◆ What is required:
Retype every one of the items below line for line, without changing a character, and leave the pictures out of your copy.

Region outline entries
──────

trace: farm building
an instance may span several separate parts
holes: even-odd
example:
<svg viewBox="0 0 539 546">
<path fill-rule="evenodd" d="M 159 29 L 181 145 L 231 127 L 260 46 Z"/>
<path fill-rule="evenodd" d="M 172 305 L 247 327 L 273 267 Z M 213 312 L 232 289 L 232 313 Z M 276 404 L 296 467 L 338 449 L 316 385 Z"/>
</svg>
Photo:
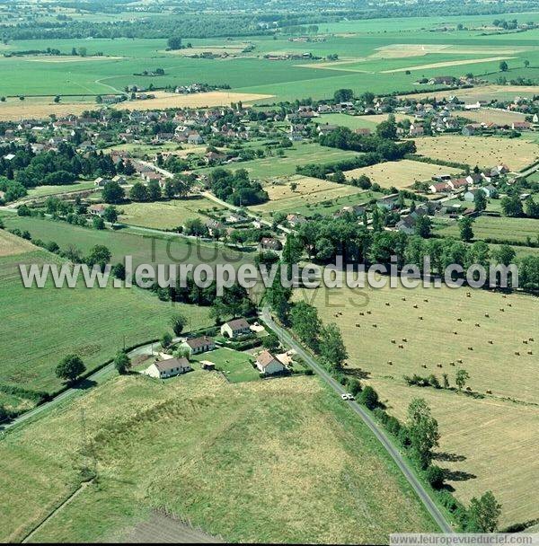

──────

◆ Reply:
trace: farm building
an instance may span several separate parts
holes: even-odd
example:
<svg viewBox="0 0 539 546">
<path fill-rule="evenodd" d="M 159 29 L 181 145 L 231 127 L 260 46 Z"/>
<path fill-rule="evenodd" d="M 172 305 L 247 327 L 273 267 Z M 213 312 L 232 289 L 232 313 Z M 276 404 L 296 467 L 338 449 L 316 385 Z"/>
</svg>
Photo:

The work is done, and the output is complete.